_Materials provided_:
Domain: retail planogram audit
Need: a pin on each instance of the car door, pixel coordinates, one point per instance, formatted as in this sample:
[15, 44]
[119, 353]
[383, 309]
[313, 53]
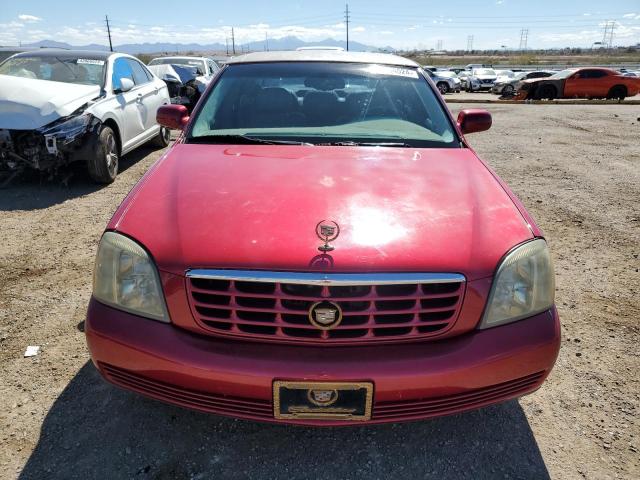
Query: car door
[585, 83]
[126, 108]
[148, 97]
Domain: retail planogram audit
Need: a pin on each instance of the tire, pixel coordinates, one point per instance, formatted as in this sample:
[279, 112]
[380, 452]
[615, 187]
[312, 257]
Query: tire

_What you are asked to do_:
Output every line above exactly as it stands, and drop any picture.

_Solution to the exercise_:
Domain: retail planogram audit
Need: a pin on each instance of the car door, pixel coordinates, one point per instance, formatted as in this sample:
[15, 44]
[119, 353]
[383, 309]
[313, 53]
Query: car door
[585, 83]
[126, 108]
[148, 97]
Domain: retail planogram audit
Need: a pin on each instance of the tire, pixel coordinates, one point per instance, formatted as in this sample:
[279, 112]
[380, 452]
[615, 187]
[312, 257]
Query: tire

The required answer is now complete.